[Stored data entries]

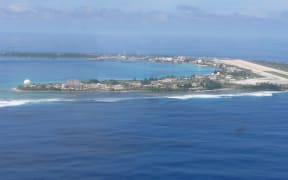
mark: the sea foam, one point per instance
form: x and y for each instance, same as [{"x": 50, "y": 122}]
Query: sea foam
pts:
[{"x": 11, "y": 103}]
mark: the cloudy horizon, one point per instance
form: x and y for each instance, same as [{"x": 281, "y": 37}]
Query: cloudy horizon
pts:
[{"x": 228, "y": 18}]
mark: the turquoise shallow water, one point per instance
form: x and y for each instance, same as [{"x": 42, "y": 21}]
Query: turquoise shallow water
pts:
[
  {"x": 71, "y": 136},
  {"x": 14, "y": 70}
]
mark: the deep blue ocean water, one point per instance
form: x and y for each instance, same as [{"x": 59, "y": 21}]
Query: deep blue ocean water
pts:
[{"x": 136, "y": 135}]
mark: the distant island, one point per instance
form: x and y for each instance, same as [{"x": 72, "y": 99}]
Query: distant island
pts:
[{"x": 232, "y": 74}]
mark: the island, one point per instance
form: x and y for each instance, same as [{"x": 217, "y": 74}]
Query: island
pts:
[{"x": 230, "y": 74}]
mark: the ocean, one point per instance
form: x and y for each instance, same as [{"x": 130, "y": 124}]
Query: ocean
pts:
[{"x": 138, "y": 135}]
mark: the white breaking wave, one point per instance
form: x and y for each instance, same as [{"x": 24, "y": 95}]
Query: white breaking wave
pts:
[
  {"x": 216, "y": 96},
  {"x": 10, "y": 103}
]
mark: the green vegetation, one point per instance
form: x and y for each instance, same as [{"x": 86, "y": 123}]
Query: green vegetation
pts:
[
  {"x": 263, "y": 87},
  {"x": 210, "y": 84}
]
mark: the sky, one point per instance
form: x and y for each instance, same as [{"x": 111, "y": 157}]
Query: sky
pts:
[{"x": 215, "y": 18}]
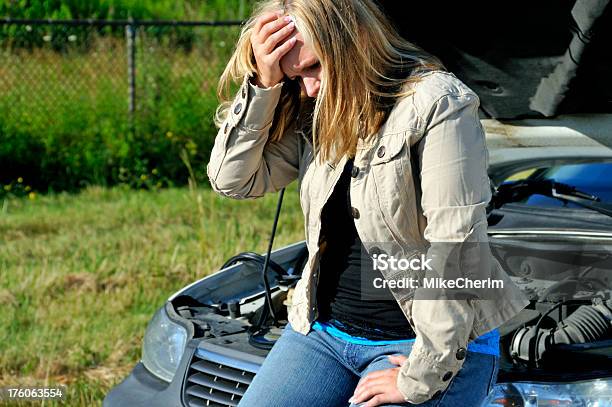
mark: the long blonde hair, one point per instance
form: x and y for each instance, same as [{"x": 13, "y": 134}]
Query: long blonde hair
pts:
[{"x": 366, "y": 67}]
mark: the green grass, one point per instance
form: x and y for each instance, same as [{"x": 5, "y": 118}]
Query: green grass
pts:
[
  {"x": 81, "y": 275},
  {"x": 64, "y": 121}
]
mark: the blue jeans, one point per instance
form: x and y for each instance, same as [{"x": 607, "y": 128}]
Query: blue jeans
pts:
[{"x": 321, "y": 370}]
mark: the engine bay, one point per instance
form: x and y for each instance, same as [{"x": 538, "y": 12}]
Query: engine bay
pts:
[{"x": 565, "y": 333}]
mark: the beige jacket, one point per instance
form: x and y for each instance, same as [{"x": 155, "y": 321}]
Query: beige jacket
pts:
[{"x": 422, "y": 179}]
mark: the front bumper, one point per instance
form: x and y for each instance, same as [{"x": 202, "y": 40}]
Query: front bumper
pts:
[
  {"x": 216, "y": 371},
  {"x": 141, "y": 388}
]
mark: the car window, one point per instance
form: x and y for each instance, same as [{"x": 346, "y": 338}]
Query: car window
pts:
[{"x": 592, "y": 178}]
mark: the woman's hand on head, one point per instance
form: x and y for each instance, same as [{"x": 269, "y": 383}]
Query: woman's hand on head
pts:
[{"x": 270, "y": 42}]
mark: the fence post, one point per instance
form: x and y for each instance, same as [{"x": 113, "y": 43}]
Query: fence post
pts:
[{"x": 130, "y": 35}]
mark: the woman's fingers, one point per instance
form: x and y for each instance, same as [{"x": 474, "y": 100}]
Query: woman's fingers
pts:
[
  {"x": 268, "y": 46},
  {"x": 264, "y": 19},
  {"x": 284, "y": 48},
  {"x": 274, "y": 38},
  {"x": 273, "y": 26}
]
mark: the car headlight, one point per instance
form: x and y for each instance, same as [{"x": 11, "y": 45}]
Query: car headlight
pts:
[
  {"x": 589, "y": 393},
  {"x": 163, "y": 345}
]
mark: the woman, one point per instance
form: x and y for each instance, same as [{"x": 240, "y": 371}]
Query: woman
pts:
[{"x": 389, "y": 154}]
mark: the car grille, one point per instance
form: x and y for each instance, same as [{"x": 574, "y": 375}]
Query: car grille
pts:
[{"x": 215, "y": 384}]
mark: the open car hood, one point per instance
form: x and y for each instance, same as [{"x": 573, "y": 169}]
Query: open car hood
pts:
[{"x": 523, "y": 58}]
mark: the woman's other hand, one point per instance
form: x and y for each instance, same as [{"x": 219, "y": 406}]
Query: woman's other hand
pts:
[
  {"x": 270, "y": 43},
  {"x": 379, "y": 387}
]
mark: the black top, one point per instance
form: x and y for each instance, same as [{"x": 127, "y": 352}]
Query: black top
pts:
[{"x": 342, "y": 299}]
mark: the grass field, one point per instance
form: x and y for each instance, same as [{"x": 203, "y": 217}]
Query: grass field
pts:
[{"x": 81, "y": 275}]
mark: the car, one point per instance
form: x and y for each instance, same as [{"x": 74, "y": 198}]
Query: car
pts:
[{"x": 542, "y": 71}]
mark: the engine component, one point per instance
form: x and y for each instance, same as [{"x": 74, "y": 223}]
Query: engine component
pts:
[{"x": 588, "y": 323}]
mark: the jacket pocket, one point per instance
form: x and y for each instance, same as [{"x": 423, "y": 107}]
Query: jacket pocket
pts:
[{"x": 388, "y": 148}]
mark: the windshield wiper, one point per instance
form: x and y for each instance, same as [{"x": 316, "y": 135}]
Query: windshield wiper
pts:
[{"x": 518, "y": 190}]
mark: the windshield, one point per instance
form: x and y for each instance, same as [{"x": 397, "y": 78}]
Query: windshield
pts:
[{"x": 592, "y": 178}]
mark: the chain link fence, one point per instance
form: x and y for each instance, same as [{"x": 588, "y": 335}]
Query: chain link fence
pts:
[{"x": 106, "y": 102}]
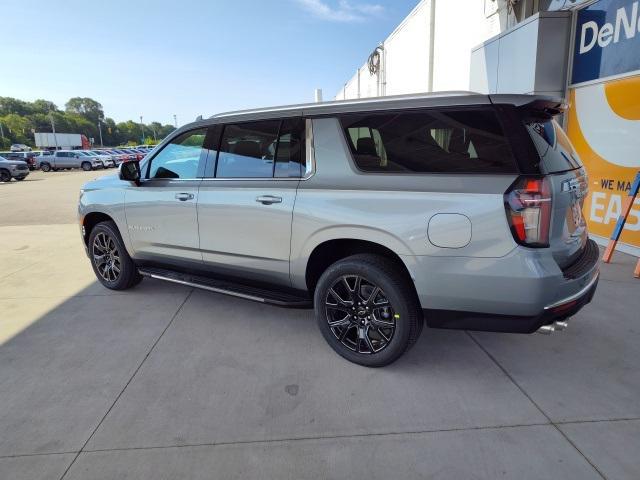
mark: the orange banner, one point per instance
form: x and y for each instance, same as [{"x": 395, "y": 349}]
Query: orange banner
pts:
[{"x": 604, "y": 127}]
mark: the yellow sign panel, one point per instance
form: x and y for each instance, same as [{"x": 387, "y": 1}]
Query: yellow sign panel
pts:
[{"x": 604, "y": 127}]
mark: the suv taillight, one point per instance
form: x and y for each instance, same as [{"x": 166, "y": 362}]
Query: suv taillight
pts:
[{"x": 528, "y": 206}]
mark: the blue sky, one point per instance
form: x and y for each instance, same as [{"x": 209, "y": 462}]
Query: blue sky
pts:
[{"x": 159, "y": 58}]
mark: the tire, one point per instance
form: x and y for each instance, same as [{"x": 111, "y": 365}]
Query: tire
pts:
[
  {"x": 367, "y": 328},
  {"x": 117, "y": 271}
]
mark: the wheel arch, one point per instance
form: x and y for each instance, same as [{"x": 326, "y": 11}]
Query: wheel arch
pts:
[
  {"x": 90, "y": 220},
  {"x": 330, "y": 251}
]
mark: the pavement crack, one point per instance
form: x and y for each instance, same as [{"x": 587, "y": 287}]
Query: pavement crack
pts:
[
  {"x": 127, "y": 384},
  {"x": 533, "y": 402}
]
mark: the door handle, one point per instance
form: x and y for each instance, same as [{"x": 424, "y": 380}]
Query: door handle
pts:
[
  {"x": 183, "y": 197},
  {"x": 268, "y": 199}
]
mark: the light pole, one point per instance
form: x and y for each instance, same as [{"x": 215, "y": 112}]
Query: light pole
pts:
[
  {"x": 53, "y": 128},
  {"x": 100, "y": 131}
]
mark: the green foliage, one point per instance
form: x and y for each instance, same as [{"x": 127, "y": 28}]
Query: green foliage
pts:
[{"x": 19, "y": 119}]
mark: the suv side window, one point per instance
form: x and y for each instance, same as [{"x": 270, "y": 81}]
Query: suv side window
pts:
[
  {"x": 247, "y": 150},
  {"x": 262, "y": 149},
  {"x": 290, "y": 149},
  {"x": 180, "y": 158},
  {"x": 429, "y": 141}
]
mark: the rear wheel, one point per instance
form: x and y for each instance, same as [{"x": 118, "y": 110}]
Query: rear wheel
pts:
[
  {"x": 367, "y": 310},
  {"x": 110, "y": 261}
]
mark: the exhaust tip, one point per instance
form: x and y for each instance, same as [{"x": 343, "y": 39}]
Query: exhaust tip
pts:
[
  {"x": 547, "y": 329},
  {"x": 561, "y": 325}
]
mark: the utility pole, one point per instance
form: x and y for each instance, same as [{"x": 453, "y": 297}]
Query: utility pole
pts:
[
  {"x": 100, "y": 131},
  {"x": 53, "y": 128}
]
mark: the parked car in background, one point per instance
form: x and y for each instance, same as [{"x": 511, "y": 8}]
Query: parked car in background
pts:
[
  {"x": 28, "y": 157},
  {"x": 70, "y": 159},
  {"x": 117, "y": 156},
  {"x": 106, "y": 158},
  {"x": 9, "y": 169},
  {"x": 138, "y": 155},
  {"x": 19, "y": 147},
  {"x": 462, "y": 210}
]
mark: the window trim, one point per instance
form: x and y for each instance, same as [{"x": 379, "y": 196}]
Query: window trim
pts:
[
  {"x": 456, "y": 108},
  {"x": 310, "y": 161},
  {"x": 147, "y": 165}
]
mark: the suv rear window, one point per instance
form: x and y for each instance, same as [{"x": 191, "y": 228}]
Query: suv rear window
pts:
[
  {"x": 553, "y": 146},
  {"x": 430, "y": 141}
]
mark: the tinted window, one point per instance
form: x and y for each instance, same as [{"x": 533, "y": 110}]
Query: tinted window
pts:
[
  {"x": 554, "y": 147},
  {"x": 290, "y": 153},
  {"x": 429, "y": 141},
  {"x": 247, "y": 150},
  {"x": 180, "y": 158}
]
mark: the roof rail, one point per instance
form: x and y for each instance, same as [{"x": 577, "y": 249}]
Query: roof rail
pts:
[{"x": 311, "y": 106}]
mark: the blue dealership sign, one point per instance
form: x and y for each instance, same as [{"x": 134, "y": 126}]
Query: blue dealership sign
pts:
[{"x": 607, "y": 40}]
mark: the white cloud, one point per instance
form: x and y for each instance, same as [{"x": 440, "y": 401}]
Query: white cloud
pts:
[{"x": 344, "y": 11}]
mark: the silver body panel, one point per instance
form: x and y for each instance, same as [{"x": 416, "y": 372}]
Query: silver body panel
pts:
[{"x": 469, "y": 262}]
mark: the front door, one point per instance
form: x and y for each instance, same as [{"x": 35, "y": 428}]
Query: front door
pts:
[
  {"x": 161, "y": 213},
  {"x": 246, "y": 202}
]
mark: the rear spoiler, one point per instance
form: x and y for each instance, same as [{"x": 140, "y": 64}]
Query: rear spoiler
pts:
[{"x": 532, "y": 106}]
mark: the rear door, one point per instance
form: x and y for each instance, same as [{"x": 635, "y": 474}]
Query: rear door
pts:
[
  {"x": 245, "y": 204},
  {"x": 569, "y": 186}
]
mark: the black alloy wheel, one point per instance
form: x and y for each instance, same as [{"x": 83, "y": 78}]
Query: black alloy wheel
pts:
[
  {"x": 367, "y": 309},
  {"x": 106, "y": 257},
  {"x": 359, "y": 314},
  {"x": 110, "y": 260}
]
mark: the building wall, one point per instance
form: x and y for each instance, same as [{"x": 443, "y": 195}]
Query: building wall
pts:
[{"x": 459, "y": 26}]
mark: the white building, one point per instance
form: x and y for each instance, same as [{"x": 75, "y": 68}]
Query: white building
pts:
[{"x": 583, "y": 50}]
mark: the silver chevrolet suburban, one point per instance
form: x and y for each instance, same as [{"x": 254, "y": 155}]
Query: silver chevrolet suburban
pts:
[{"x": 458, "y": 209}]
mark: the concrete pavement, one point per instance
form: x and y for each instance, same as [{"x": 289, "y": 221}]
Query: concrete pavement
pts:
[{"x": 163, "y": 382}]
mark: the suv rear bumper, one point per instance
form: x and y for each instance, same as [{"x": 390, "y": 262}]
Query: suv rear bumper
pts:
[
  {"x": 517, "y": 293},
  {"x": 488, "y": 322}
]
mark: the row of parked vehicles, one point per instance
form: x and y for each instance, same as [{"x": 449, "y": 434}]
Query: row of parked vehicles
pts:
[{"x": 49, "y": 160}]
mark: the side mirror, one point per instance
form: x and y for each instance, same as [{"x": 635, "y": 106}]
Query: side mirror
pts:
[{"x": 130, "y": 171}]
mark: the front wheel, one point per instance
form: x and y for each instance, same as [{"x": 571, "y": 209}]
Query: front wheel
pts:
[
  {"x": 110, "y": 260},
  {"x": 367, "y": 310}
]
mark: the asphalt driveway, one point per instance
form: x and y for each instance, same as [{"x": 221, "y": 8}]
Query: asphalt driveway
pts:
[{"x": 165, "y": 382}]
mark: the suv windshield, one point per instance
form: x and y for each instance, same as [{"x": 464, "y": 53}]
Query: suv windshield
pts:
[{"x": 554, "y": 147}]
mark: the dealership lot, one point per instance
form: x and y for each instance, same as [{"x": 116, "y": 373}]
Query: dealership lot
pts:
[{"x": 166, "y": 382}]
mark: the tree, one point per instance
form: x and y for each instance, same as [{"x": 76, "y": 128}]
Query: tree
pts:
[
  {"x": 87, "y": 107},
  {"x": 13, "y": 105},
  {"x": 43, "y": 106}
]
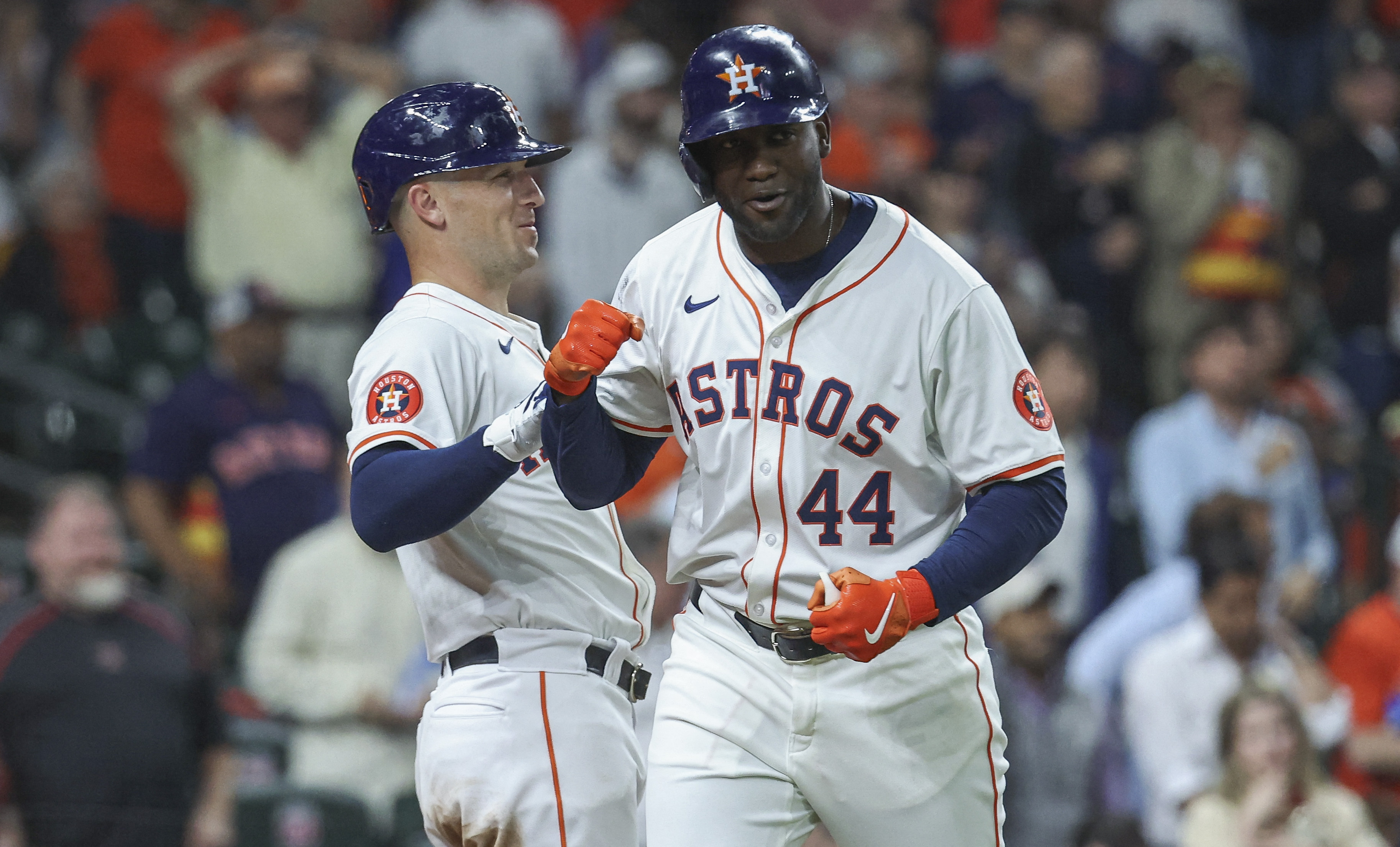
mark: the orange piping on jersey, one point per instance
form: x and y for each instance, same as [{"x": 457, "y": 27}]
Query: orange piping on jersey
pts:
[
  {"x": 632, "y": 426},
  {"x": 622, "y": 560},
  {"x": 553, "y": 765},
  {"x": 992, "y": 762},
  {"x": 754, "y": 416},
  {"x": 778, "y": 572},
  {"x": 1016, "y": 472},
  {"x": 377, "y": 436},
  {"x": 475, "y": 316}
]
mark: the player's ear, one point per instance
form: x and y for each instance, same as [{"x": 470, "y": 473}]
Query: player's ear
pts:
[
  {"x": 425, "y": 205},
  {"x": 824, "y": 135}
]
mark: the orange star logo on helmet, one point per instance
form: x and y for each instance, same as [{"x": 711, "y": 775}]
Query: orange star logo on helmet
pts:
[{"x": 741, "y": 77}]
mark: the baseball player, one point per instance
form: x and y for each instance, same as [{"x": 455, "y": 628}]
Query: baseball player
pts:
[
  {"x": 868, "y": 454},
  {"x": 532, "y": 608}
]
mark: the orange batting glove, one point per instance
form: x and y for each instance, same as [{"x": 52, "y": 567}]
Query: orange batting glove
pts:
[
  {"x": 871, "y": 615},
  {"x": 594, "y": 335}
]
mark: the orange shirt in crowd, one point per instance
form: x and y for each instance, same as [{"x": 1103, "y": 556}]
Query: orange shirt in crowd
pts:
[
  {"x": 855, "y": 163},
  {"x": 126, "y": 57},
  {"x": 968, "y": 24},
  {"x": 1387, "y": 13},
  {"x": 1366, "y": 657}
]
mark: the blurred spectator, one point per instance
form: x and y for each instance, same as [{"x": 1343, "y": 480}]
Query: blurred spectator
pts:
[
  {"x": 1053, "y": 731},
  {"x": 332, "y": 635},
  {"x": 55, "y": 271},
  {"x": 1287, "y": 44},
  {"x": 1112, "y": 831},
  {"x": 1272, "y": 790},
  {"x": 271, "y": 198},
  {"x": 880, "y": 129},
  {"x": 1220, "y": 439},
  {"x": 111, "y": 97},
  {"x": 621, "y": 188},
  {"x": 516, "y": 45},
  {"x": 1353, "y": 194},
  {"x": 1364, "y": 656},
  {"x": 1072, "y": 188},
  {"x": 66, "y": 251},
  {"x": 1217, "y": 192},
  {"x": 111, "y": 731},
  {"x": 975, "y": 122},
  {"x": 968, "y": 31},
  {"x": 1130, "y": 97},
  {"x": 1205, "y": 27},
  {"x": 1077, "y": 560},
  {"x": 1314, "y": 398},
  {"x": 268, "y": 443},
  {"x": 1175, "y": 685},
  {"x": 951, "y": 205},
  {"x": 24, "y": 59}
]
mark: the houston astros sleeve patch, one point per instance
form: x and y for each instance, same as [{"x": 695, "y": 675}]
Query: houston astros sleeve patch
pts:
[
  {"x": 1031, "y": 402},
  {"x": 394, "y": 398}
]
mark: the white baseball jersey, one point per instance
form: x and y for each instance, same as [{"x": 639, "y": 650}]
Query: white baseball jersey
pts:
[
  {"x": 843, "y": 432},
  {"x": 436, "y": 370}
]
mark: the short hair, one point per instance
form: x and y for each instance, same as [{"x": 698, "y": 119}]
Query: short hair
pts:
[
  {"x": 1218, "y": 539},
  {"x": 54, "y": 490},
  {"x": 1233, "y": 318}
]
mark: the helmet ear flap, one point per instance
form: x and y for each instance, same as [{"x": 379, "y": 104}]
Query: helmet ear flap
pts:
[{"x": 699, "y": 177}]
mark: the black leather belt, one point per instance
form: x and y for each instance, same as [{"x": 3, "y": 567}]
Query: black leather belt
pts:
[
  {"x": 794, "y": 647},
  {"x": 485, "y": 652}
]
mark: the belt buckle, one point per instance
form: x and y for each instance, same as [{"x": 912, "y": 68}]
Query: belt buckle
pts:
[
  {"x": 639, "y": 680},
  {"x": 791, "y": 631}
]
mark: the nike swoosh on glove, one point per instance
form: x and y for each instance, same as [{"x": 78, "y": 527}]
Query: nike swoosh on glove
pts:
[
  {"x": 596, "y": 334},
  {"x": 871, "y": 615},
  {"x": 517, "y": 433}
]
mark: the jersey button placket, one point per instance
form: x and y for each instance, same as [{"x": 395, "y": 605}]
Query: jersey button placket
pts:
[{"x": 766, "y": 462}]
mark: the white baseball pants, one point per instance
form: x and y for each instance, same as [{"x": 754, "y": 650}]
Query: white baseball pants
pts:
[
  {"x": 750, "y": 751},
  {"x": 530, "y": 752}
]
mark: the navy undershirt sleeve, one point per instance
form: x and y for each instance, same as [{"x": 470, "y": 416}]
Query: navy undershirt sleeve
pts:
[
  {"x": 1003, "y": 531},
  {"x": 399, "y": 495},
  {"x": 594, "y": 461}
]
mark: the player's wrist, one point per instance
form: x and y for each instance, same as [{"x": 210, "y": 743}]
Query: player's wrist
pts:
[
  {"x": 559, "y": 383},
  {"x": 919, "y": 597}
]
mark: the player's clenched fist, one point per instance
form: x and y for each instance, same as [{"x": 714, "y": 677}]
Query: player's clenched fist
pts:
[
  {"x": 594, "y": 335},
  {"x": 871, "y": 615}
]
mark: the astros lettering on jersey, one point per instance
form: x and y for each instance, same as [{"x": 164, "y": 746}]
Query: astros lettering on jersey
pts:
[
  {"x": 843, "y": 432},
  {"x": 437, "y": 369}
]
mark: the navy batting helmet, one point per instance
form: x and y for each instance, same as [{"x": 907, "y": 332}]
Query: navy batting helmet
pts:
[
  {"x": 439, "y": 128},
  {"x": 742, "y": 77}
]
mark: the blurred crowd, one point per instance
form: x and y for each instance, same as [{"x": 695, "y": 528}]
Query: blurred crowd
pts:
[{"x": 1189, "y": 208}]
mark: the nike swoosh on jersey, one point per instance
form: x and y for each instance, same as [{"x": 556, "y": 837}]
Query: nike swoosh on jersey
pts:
[
  {"x": 873, "y": 637},
  {"x": 696, "y": 307}
]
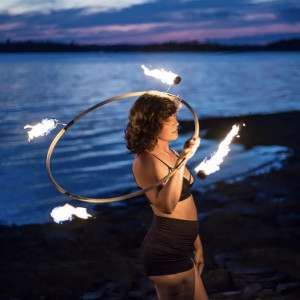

• **Aim of the exercise**
Pull out every line in the data above that has the word "fingers".

• **Answer for this exercise**
mark: the woman's fingers, one point per instance
Query: woman's fingers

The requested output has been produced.